# [EXERCISE SET]
**A.** Reproduce verbatim the passage of the post about the Raft course, from "What? Don’t worry" to "those libraries built?".
**B.** Resume the post about taking the Raft course from the point where it stops.

Last month, I took Dave Beazley’s week-long course on The Structure and Interpretation of Computer Programs.
This month, I’m taking Rafting Trip, in which we attempt to implement the Raft algorithm from this paper. In this series, I’ll share memorable insights from the course (here’s where you can see all the posts so far).

The Raft algorithm is a distributed system consensus algorithm designed (and heavily marketed by its designers) to be easier to understand and implement than its predecessor, the Paxos algorithm.
What? Don’t worry about it. Here’s the key question:
When we build software, can we achieve a single source of truth without a single point of failure?
- single point of failure: If this one service/database goes down, our entire system is inoperable. We might try to prevent this by making copies of that thing.
- single source of truth: Problem being, if we make a bunch of copies, how do we update them in such a way that they always have the same data?
Before signing up for this course, I hadn’t dug into the details of either Raft or Paxos. I have spent most of my career thus far focused on building legible, maintainable client applications. In the last year, I have started digging deeper into the stack. I’d like to understand the libraries that we use to build client applications. How are those libraries built?
It’s not uncommon to use some sort of resilient distributed data store in client applications: think Redis or memcache. Those libraries would be implemented with something like Raft.
So in trying that myself, I’m hoping to gain a deeper understanding of the problems that these libraries attempt to solve—and more broadly, the techniques that library and framework designers use to get from the problem they’re solving to a solution that should work in a wide variety of client applications. This could be, I think, a very different set of techniques than the ones I use to implement a client application with the needs of a particular product owner in mind.

# [DATASET CONTENT]

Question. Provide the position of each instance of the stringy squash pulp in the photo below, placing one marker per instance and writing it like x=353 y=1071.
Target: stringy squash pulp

# [EXERCISE RESULTS]
**A.**
What? Don’t worry about it. Here’s the key question:
When we build software, can we achieve a single source of truth without a single point of failure?
- single point of failure: If this one service/database goes down, our entire system is inoperable. We might try to prevent this by making copies of that thing.
- single source of truth: Problem being, if we make a bunch of copies, how do we update them in such a way that they always have the same data?
Before signing up for this course, I hadn’t dug into the details of either Raft or Paxos. I have spent most of my career thus far focused on building legible, maintainable client applications. In the last year, I have started digging deeper into the stack. I’d like to understand the libraries that we use to build client applications. How are those libraries built?

**B.**
As a bonus, we’ll get hands on with a set of programming problems that I just haven’t seen in my career so far.
So how does Raft work?
- Multiple copies of the state (data) are kept on multiple servers.
- If a majority (say, 3 out of 5) of the servers are up, the system is operational.
- Commands to these servers are kept in an ordered log. In order to catch the system up so the data is at the most updated state, a server can replay this log much the way that a client app replays a collection of database migrations in order to reach the most updated database schema.
- If the majority (3 out of 5, say), of the servers agree on the current, updated state of the system, that is considered “the answer.”
- So how do we get other servers back up to speed after they go down? Actions are coordinated by one server, called the leader. The leader might change over time (leadership is divided into ‘terms’). The leader has two jobs:
- Accept all client requests.
- Get all the other servers caught up to the most updated state of the system.
- What if the leader goes down? The remaining servers will elect a new leader. A subtlety of the Raft algorithm: servers will never elect a server that doesn’t have the complete log as the leader.
And then, when one of the servers goes down, the whole system heals itself.
How?
We’ll get there over the course of this series. We’ll start, though, by setting up:
- The servers we’ll coordinate with raft
- The data that we want all those servers to access and modify with consistent results
That’s our topic for the next post. In the meantime, I also found this 18 minute explanation of the algorithm that will give you a broad-strokes idea of what we’re about to do, before we get into the nitty-gritty.
If you liked this piece, you might also like:
The SICP series (with insights from a course by the same instructor)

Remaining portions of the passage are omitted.